После росписи Сикстинской капеллы у Микеланджело было еще много грандиозных проектов, не все из которых, к сожалению, оказались завершены. Постоянная смена пап на престоле зачастую мешала скульптору закончить то или иное дело: каждый из них хотел прославить свой род, и все они первым делом обращались за услугами к Микеланджело. Ему так и не дали доделать гробницу Юлия II и взяли в итоге для нее только одну гениальную скульптуру – Моисея; не достроил он библиотеку Лауренциану; осталась недоделанной погребальная капелла Медичи: Микеланджело успел создать только два надгробия из запланированных четырех. Композиции этих надгробий пронизаны темой неотвратимости смерти, наивысшим воплощением которой явилась статуя Ночи, о ней сам скульптор написал следующие строки: «Мне сладко спать и еще слаще быть камнем, пока не ка нули в прошлое эти позор и зло. Не видеть, не слышать – в этом мое великое счастье. Ах! Не будите меня, говорите потише!»
На какое-то время Микеланджело отвлекается от творчества, бросая всю мощь своей энергии на постройку военных укреплений родной Флоренции, когда в ней произошла революция и были свергнуты Медичи. Продолжалось, впрочем, это недолго – Медичи с помощью военной силы вернулись; Микеланджело, как участника обороны, хотели схватить, но он успел спрятаться в колокольне одной из церквей, а через месяц папа объявил помилование: разбрасываться гениальными скульпторами и живописцами – даже если они и были мятежниками – ему не хотелось.
И действительно, Микеланджело папам еще пригодился. По приказу очередного, Павла III, он возвратился спустя четверть века в Сикстинскую капеллу, чтобы расписать стену за алтарем грандиозной фреской «Страшный суд», грозной и устрашающей, воплотившей в себе весь ужас всемирной катастрофы и беспощадность гнева Божьего. У ног Христа Микеланджело расположил фигуру Святого Варфоломея, который держит в левой руке свою содранную кожу. Искаженному страданием лицу, изображенному на коже, Микеланджело придал собственные черты – это единственный его живописный автопортрет. По нему можно себе представить, какие душевные муки он испытывал при работе над этим произведением. К сожалению, вскоре фреска была испорчена, очередной папа сначала приказал ее уничтожить, а затем, «смилостивившись», поручил посредственному художнику «одеть» обнаженные фигуры на ней.

# ПРЕДСТАВЛЕННЫЕ ДАННЫЕ:
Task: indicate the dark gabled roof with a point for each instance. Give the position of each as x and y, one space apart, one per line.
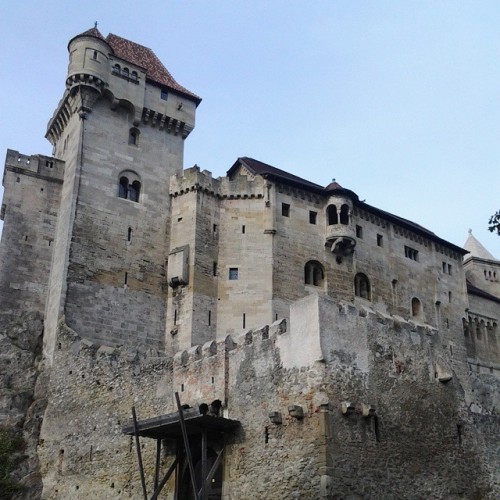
259 168
474 290
143 57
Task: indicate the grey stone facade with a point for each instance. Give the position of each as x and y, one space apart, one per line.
376 377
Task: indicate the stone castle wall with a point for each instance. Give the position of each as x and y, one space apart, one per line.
436 439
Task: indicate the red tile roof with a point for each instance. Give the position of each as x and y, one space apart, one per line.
143 57
146 58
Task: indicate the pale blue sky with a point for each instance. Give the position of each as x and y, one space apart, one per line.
397 100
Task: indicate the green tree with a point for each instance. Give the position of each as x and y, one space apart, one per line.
494 223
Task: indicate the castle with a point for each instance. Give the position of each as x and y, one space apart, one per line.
327 348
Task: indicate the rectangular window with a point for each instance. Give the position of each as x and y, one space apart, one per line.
411 253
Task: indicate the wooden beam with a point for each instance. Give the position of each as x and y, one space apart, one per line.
166 477
139 455
186 446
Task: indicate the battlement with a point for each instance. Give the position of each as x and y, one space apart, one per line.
41 166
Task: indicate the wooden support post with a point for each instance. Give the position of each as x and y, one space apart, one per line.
163 482
203 493
213 470
139 455
157 466
186 445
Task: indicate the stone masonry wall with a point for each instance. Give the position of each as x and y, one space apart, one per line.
428 434
29 210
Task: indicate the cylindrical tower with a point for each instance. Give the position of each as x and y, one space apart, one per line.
88 61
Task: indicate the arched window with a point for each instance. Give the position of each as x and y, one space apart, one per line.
314 273
331 215
123 188
416 307
129 186
133 136
465 326
362 286
344 214
134 190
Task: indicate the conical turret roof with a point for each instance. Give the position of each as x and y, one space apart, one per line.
476 249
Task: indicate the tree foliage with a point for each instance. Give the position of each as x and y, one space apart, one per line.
494 223
10 446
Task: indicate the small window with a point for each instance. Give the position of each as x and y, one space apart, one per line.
129 189
411 253
313 273
362 287
344 214
416 307
134 190
133 137
332 216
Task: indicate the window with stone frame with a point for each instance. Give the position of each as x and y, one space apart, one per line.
362 286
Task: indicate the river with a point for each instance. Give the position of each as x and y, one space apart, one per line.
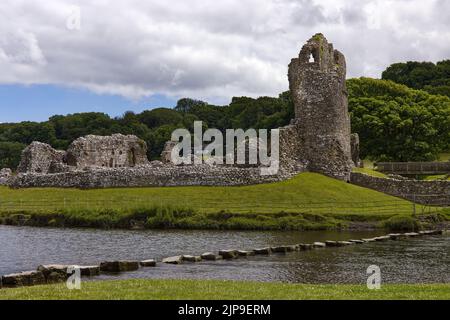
414 260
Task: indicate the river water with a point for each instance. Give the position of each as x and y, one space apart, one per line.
415 260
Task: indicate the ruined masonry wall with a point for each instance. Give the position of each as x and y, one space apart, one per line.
419 190
152 176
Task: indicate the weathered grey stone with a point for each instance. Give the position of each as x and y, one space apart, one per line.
167 175
280 249
173 260
89 271
411 234
54 273
148 263
211 256
39 158
5 174
190 258
28 278
319 93
245 253
262 251
319 245
167 151
114 151
414 190
119 266
395 236
382 238
354 143
228 254
305 246
344 243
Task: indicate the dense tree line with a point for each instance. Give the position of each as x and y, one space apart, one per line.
393 121
433 78
396 123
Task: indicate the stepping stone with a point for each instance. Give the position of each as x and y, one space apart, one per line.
89 271
395 236
263 251
382 238
319 245
173 260
54 273
228 254
344 243
190 258
28 278
243 253
305 246
281 249
211 256
411 234
148 263
119 266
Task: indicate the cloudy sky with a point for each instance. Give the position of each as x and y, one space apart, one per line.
64 56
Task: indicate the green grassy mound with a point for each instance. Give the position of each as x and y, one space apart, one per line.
224 290
308 201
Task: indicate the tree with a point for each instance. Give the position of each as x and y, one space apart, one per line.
433 78
397 123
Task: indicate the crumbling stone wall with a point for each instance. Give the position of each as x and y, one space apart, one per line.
421 191
317 85
354 141
39 158
114 151
5 174
317 140
167 151
152 175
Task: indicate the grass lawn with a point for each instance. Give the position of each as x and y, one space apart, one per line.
306 192
225 290
308 201
444 156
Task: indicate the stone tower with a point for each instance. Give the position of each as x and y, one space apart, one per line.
317 85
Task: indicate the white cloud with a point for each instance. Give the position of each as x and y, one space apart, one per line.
207 49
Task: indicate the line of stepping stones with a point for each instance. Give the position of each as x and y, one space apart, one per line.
47 274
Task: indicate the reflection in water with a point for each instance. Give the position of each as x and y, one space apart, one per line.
407 261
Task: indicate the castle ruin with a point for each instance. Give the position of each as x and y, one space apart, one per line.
317 85
88 152
318 140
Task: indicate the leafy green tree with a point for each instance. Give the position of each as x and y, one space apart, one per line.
396 123
433 78
160 117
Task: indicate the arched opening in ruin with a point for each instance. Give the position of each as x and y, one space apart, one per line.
132 157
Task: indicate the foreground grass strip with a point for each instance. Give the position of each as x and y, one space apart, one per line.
225 290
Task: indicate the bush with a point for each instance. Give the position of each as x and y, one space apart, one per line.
402 223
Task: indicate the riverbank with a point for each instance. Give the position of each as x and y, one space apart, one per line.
307 202
224 290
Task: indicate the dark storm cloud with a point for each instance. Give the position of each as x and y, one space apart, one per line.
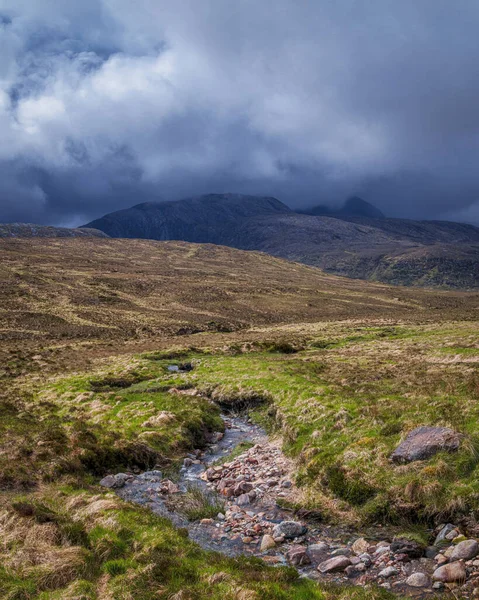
107 103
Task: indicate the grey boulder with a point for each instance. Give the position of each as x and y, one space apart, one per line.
424 442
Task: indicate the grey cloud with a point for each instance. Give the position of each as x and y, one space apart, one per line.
106 103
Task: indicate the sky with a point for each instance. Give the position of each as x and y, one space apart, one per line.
108 103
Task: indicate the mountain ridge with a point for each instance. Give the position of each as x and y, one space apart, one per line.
399 251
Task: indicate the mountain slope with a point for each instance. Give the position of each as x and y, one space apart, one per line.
209 218
360 247
28 230
353 207
126 289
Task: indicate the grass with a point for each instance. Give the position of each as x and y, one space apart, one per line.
342 409
122 551
197 504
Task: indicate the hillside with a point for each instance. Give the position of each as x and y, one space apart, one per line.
122 356
95 288
28 230
342 243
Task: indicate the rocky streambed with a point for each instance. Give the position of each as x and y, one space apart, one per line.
256 483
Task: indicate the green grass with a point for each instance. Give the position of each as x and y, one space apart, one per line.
127 552
343 409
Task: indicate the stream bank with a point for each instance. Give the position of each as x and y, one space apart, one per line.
251 522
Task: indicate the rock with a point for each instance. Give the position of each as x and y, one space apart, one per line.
451 572
408 547
289 529
388 572
443 533
424 442
341 552
318 552
431 552
360 546
243 487
151 476
109 482
418 580
465 550
298 556
366 559
243 500
334 565
267 543
115 481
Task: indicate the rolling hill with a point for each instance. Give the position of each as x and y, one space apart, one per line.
398 251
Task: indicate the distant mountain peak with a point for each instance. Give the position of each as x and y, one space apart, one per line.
352 207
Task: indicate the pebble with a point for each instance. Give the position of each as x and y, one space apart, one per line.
418 580
334 565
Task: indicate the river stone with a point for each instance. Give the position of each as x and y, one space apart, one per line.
408 547
465 550
298 556
442 535
289 529
418 580
318 552
450 573
360 546
388 572
334 565
424 442
115 481
267 543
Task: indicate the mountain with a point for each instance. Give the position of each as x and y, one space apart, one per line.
28 230
111 289
210 218
398 251
353 207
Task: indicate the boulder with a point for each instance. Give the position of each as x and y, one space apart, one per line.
267 543
318 552
424 442
465 550
360 546
115 481
334 565
450 573
418 580
388 572
408 547
298 556
442 535
289 530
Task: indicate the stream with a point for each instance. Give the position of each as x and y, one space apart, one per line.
251 485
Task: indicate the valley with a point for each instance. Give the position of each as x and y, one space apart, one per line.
134 356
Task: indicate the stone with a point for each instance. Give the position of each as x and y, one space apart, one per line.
443 533
341 552
431 552
465 550
418 580
408 547
298 556
267 543
388 572
424 442
318 552
243 500
289 529
360 546
450 573
242 488
334 565
115 482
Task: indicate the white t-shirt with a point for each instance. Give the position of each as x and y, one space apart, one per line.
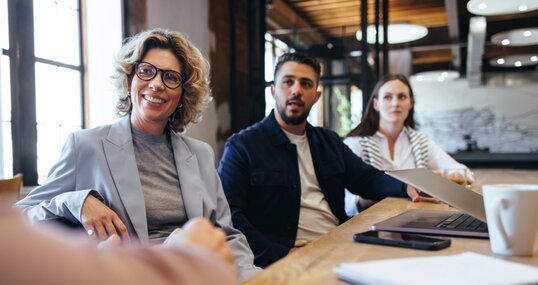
403 159
315 216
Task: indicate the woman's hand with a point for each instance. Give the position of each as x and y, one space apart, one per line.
200 232
415 196
100 220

# ЦЕЛЬ ЗАДАНИЯ:
Продолжите отрывок о поздних работах Микеланджело, начав сразу после его последнего предложения. Записи для работы не понадобятся.

# ОТВЕТ НИЖЕ:
Микеланджело неутомимо работал до самых последних дней своей жизни. Уже будучи древним, почти девяностолетним стариком, с трудом передвигаясь и страдая от разных недугов, он руководил перестройкой собора Святого Петра и проектировал грандиозный купол, который в наши дни венчает этот храм, – уже после смерти скульптора этот купол построили по созданному им деревянному макету. По ночам же, мучаясь от стариковской бессонницы, продолжал ваять скульптуры. О смерти он говорил: «Если жизнь нам нравится, то, поскольку смерть есть дело рук того же мастера, она не должна нам не нравиться». И смерть пришла к нему, не дав один месяц дожить до восьмидесяти девяти лет – он умер от лихорадки в своей римской мастерской, окруженный близкими людьми, включая Томмазо де Кавальери. Его любимому племяннику Леонардо пришлось выкрасть тело, которое, вопреки воле скульптора, хотели похоронить в Риме, – и в результате Микеланджело нашел упокоение в родном Городе Цветов, которому всегда принадлежал душой.